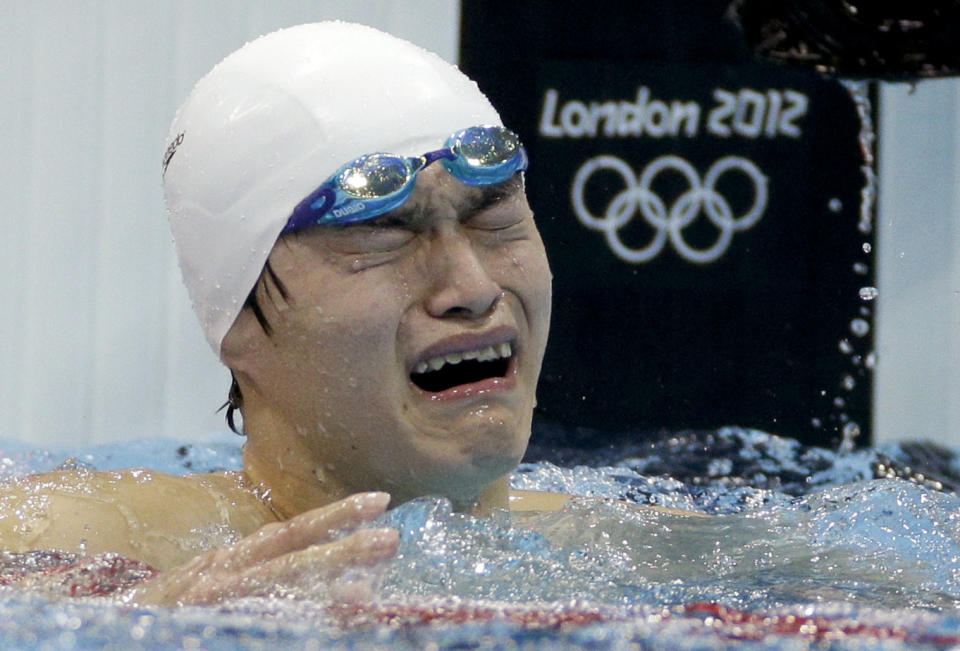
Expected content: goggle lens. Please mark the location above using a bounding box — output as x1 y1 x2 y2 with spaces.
339 154 410 199
450 127 520 167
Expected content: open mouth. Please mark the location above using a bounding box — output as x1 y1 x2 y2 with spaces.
410 342 513 393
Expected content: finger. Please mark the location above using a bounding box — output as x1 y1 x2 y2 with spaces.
230 492 390 569
238 529 400 596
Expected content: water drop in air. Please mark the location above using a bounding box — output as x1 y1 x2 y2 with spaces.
860 287 879 301
850 319 870 337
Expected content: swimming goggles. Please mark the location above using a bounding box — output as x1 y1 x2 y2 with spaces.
281 126 527 234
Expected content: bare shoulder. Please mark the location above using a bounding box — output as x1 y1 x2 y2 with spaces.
510 490 710 518
0 469 276 569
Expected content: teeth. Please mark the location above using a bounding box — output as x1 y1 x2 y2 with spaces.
414 341 513 373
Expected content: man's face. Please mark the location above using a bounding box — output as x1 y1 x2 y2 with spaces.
230 165 551 502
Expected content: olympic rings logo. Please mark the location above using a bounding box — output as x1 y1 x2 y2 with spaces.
570 155 767 264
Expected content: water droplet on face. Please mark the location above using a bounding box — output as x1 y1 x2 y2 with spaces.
843 421 860 439
850 319 870 337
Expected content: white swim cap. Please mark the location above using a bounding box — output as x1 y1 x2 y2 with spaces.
163 22 500 355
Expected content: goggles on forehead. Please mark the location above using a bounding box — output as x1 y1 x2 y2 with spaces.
281 126 527 234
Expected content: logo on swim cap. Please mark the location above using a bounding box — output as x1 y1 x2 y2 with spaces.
161 131 183 177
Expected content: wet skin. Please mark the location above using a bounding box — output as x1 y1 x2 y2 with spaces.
223 165 551 517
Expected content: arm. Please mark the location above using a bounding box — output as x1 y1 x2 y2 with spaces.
0 470 397 605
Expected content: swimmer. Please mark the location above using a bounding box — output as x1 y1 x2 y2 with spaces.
0 22 676 605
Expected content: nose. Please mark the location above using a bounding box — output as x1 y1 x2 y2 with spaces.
426 233 503 319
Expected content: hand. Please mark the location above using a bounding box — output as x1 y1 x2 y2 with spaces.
127 493 399 606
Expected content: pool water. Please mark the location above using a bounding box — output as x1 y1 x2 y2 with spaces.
0 428 960 649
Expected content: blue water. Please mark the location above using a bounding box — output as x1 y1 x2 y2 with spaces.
0 428 960 649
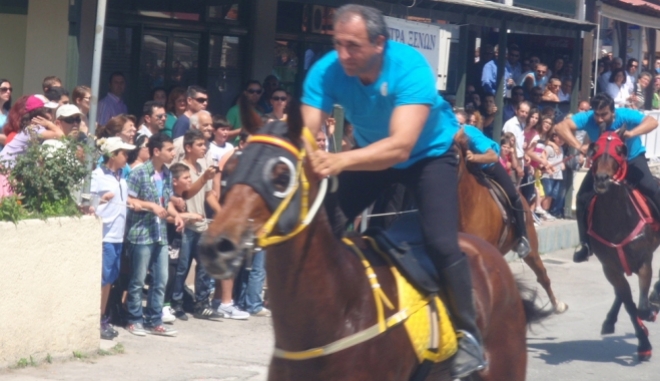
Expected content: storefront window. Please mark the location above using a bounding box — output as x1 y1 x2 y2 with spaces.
139 31 200 101
207 35 243 114
273 41 300 94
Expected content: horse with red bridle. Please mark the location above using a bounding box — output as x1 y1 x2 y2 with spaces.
200 101 545 381
588 128 660 361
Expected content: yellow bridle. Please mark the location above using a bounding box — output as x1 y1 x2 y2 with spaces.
247 127 320 248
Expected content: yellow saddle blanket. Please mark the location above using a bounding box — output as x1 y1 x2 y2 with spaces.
354 237 458 363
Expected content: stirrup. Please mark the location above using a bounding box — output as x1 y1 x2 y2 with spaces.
573 242 591 263
451 330 488 379
515 236 532 259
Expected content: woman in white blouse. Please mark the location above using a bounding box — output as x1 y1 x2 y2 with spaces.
606 69 630 108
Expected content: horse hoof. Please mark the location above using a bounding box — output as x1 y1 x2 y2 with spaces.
600 322 614 335
637 351 652 361
555 302 568 315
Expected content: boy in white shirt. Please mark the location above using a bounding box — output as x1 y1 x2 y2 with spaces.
91 137 135 340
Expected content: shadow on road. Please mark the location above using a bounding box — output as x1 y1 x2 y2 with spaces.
527 334 639 366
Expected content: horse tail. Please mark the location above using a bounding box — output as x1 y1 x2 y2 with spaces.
516 280 554 327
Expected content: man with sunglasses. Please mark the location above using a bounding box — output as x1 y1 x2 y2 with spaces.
138 101 167 138
227 79 263 145
481 45 522 94
172 86 209 139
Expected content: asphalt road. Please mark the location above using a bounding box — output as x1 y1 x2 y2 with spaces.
0 251 660 381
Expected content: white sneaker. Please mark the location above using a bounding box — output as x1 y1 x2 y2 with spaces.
162 306 176 323
252 307 273 317
217 304 250 320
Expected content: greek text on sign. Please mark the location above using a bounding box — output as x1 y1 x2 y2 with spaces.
385 16 440 71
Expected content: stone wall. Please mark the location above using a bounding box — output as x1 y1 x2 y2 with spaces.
0 217 101 367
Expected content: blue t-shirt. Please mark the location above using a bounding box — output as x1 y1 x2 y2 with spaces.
571 108 646 161
463 125 500 168
302 41 459 168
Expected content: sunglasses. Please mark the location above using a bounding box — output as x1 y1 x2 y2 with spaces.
62 116 82 124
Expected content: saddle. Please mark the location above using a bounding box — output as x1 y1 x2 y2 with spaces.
364 213 440 295
344 213 458 366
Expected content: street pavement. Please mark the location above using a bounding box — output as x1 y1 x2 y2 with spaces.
0 246 660 381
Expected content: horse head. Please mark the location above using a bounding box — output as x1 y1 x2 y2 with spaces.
200 97 317 279
587 127 628 194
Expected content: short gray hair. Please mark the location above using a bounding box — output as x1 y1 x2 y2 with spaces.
334 4 390 44
190 110 211 129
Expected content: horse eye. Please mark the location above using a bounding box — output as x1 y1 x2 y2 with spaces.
271 162 291 193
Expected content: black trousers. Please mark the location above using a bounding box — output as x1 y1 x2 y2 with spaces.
575 154 660 238
326 153 463 271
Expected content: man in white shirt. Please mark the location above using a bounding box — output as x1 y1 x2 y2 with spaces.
137 101 167 138
598 57 623 93
558 78 573 102
502 101 532 176
624 58 639 96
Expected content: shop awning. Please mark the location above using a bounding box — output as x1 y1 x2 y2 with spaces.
597 0 660 29
302 0 596 38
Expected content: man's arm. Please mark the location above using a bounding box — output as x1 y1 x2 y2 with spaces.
301 104 328 136
305 104 430 176
623 116 658 139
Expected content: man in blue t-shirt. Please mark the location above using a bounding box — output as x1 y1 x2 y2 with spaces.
302 4 486 378
555 93 660 263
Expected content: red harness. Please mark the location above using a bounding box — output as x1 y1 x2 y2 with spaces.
587 131 660 276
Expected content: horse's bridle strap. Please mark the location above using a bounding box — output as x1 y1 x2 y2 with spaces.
273 238 431 360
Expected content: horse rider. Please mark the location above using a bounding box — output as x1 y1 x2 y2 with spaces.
456 111 531 258
302 4 487 378
555 93 660 263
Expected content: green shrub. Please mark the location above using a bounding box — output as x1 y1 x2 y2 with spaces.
0 138 89 223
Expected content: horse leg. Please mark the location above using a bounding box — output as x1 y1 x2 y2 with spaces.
637 260 656 322
524 252 568 314
600 296 622 335
604 266 653 361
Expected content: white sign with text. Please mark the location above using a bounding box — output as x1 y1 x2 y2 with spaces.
385 16 440 72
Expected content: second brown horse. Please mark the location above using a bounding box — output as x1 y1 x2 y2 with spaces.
454 131 568 313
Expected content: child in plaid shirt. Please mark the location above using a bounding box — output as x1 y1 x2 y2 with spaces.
126 134 183 336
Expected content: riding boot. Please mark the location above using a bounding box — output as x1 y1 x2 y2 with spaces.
573 197 591 263
442 257 488 379
511 197 532 258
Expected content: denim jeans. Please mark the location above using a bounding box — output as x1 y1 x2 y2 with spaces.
234 250 266 314
126 243 169 326
172 229 215 303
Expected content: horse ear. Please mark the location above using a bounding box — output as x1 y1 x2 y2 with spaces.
616 144 628 159
587 143 598 157
616 124 626 141
286 98 305 142
454 127 468 152
238 94 263 134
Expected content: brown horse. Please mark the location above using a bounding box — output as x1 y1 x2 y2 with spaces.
588 130 660 361
454 130 568 313
200 101 542 381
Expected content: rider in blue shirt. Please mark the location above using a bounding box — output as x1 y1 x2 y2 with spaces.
302 4 486 378
555 93 660 263
456 111 530 254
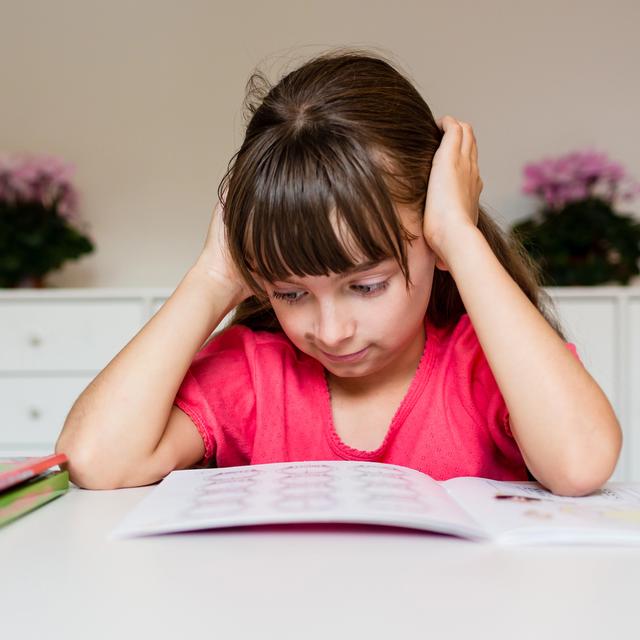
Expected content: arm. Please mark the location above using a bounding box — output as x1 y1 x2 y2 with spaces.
446 227 622 495
423 116 622 496
55 200 250 489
○ ○ ○ ○ ○
## Task brief
Can you rewrite everything from the row containing "Expected content: short" down to the row containing "271 162 291 193", requests included, with each bounding-box coordinate in the answers multiplied by 2.15 and rounded to a whole number (halves go up)? Return only those rows.

## Result below
Expected content: short gray hair. Please mark the location above using a bounding box — output as x1 y1 x2 y2 with spaces.
718 9 839 95
409 237 454 277
Expected content: horse eye. Please mark the location above using a bounding box — output as x1 y1 x2 y2 with spaces.
583 348 626 415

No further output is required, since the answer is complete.